--- Start of Data entries ---

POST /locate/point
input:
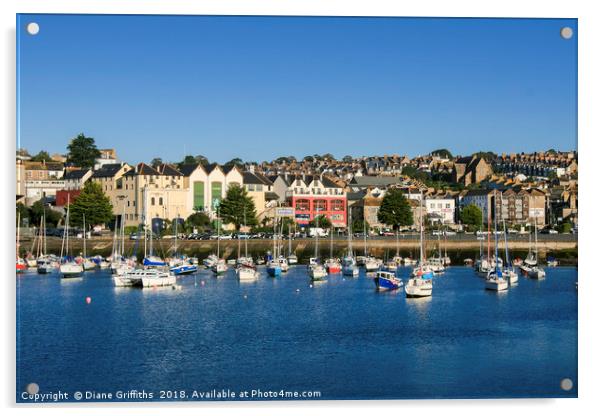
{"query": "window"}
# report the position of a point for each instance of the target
(302, 205)
(216, 192)
(337, 205)
(320, 205)
(198, 203)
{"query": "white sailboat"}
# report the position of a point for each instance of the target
(421, 283)
(349, 264)
(68, 268)
(495, 280)
(86, 263)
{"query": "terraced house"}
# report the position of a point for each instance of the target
(311, 196)
(207, 185)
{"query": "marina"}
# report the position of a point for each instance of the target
(429, 347)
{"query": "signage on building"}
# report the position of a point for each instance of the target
(285, 212)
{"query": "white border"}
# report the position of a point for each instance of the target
(590, 71)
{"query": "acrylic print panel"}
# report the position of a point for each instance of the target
(295, 208)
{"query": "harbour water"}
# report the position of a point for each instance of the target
(340, 337)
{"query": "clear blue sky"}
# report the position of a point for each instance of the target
(262, 87)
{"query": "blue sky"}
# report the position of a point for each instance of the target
(262, 87)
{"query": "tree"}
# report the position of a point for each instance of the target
(93, 203)
(82, 151)
(237, 207)
(471, 215)
(321, 221)
(199, 220)
(395, 210)
(359, 226)
(201, 159)
(38, 209)
(42, 156)
(443, 153)
(235, 162)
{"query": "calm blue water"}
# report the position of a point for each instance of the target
(339, 337)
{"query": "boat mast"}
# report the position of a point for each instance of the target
(495, 230)
(505, 237)
(18, 231)
(421, 231)
(84, 227)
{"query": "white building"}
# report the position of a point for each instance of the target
(440, 209)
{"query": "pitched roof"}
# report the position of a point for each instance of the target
(255, 178)
(143, 169)
(75, 174)
(188, 169)
(108, 170)
(168, 170)
(376, 180)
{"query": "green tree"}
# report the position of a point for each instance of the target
(42, 156)
(37, 211)
(359, 226)
(471, 215)
(82, 151)
(156, 162)
(199, 220)
(237, 207)
(395, 210)
(201, 159)
(93, 203)
(321, 221)
(235, 162)
(443, 153)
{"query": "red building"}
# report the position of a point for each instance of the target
(61, 196)
(311, 196)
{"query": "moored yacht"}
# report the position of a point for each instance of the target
(387, 281)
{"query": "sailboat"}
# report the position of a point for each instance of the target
(179, 264)
(68, 268)
(21, 265)
(292, 257)
(119, 263)
(349, 265)
(219, 266)
(86, 263)
(437, 263)
(495, 280)
(332, 265)
(273, 266)
(45, 263)
(421, 283)
(246, 269)
(535, 271)
(154, 272)
(508, 272)
(316, 270)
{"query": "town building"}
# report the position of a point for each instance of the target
(207, 185)
(312, 195)
(440, 209)
(471, 170)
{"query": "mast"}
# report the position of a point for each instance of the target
(350, 236)
(84, 227)
(218, 227)
(495, 230)
(18, 231)
(505, 239)
(421, 231)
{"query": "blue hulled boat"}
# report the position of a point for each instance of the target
(387, 281)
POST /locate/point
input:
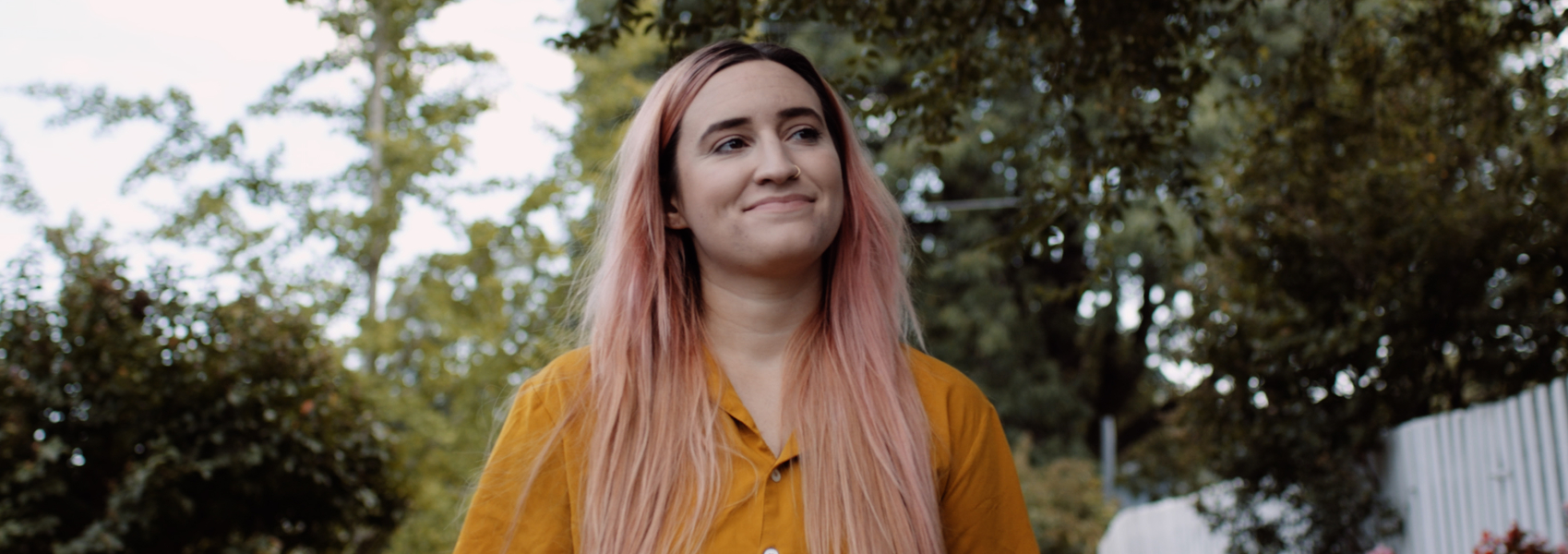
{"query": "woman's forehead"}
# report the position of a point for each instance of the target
(756, 90)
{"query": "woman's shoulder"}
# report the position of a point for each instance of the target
(944, 388)
(557, 381)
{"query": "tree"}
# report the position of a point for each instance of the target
(135, 417)
(457, 327)
(1390, 246)
(16, 192)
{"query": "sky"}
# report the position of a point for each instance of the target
(224, 55)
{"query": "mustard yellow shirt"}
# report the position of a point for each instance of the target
(980, 501)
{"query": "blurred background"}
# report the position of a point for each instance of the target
(273, 267)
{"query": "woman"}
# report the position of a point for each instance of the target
(745, 386)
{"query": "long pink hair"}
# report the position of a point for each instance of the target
(656, 454)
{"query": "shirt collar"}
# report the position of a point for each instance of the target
(729, 402)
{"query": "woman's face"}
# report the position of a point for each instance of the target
(737, 186)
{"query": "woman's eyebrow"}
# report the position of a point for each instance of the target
(724, 125)
(796, 112)
(733, 123)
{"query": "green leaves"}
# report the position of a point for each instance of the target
(138, 419)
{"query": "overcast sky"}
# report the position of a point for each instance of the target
(224, 55)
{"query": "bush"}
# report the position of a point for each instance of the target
(135, 419)
(1065, 502)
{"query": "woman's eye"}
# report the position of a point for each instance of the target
(729, 145)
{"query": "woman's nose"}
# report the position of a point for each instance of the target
(775, 165)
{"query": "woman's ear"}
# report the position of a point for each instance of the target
(673, 217)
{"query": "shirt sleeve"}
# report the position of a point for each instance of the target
(500, 518)
(982, 502)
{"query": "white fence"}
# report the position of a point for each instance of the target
(1485, 466)
(1449, 476)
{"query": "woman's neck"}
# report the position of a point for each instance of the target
(749, 323)
(751, 320)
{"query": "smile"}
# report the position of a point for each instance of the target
(781, 203)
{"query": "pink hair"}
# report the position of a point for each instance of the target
(654, 473)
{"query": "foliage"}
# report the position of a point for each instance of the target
(1065, 502)
(1388, 246)
(16, 192)
(413, 138)
(441, 350)
(140, 419)
(1515, 542)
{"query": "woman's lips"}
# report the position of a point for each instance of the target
(780, 203)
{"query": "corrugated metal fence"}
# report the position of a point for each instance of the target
(1451, 476)
(1485, 466)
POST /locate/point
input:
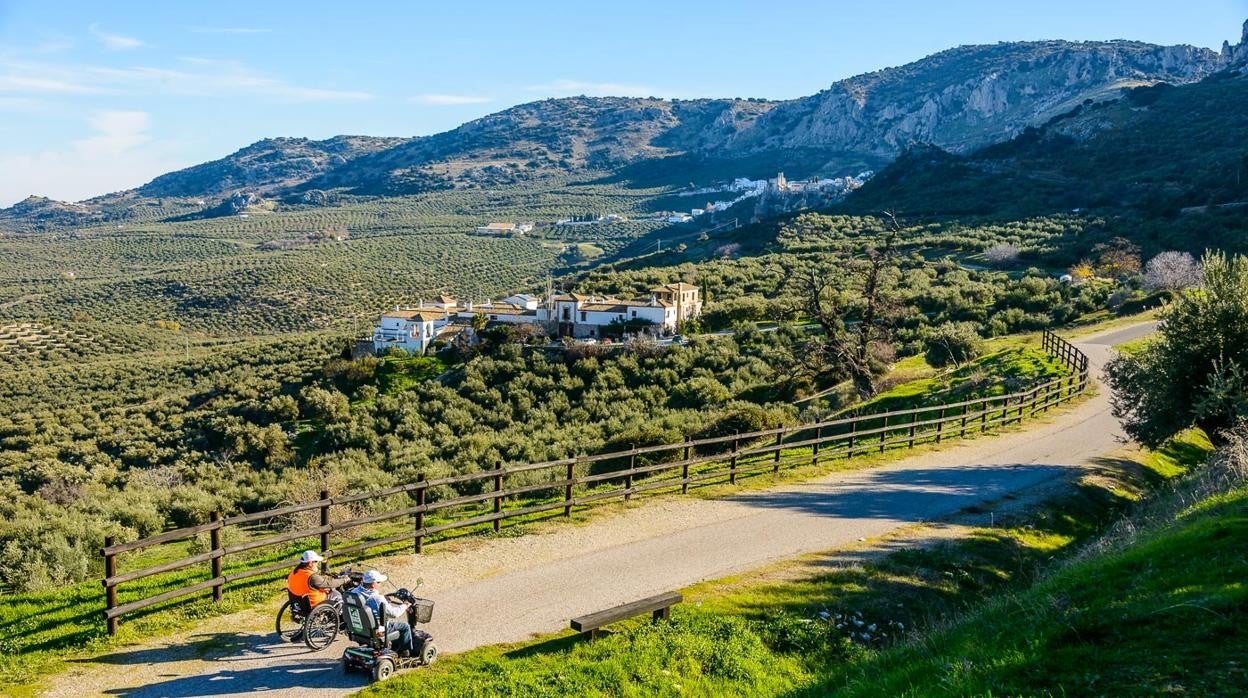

--- End of Data entries ---

• [What the exercise asks]: Collect every line in the items above that contains the string "sailboat", and copy each one in full.

• [Response]:
{"query": "white sailboat"}
{"query": "sailboat"}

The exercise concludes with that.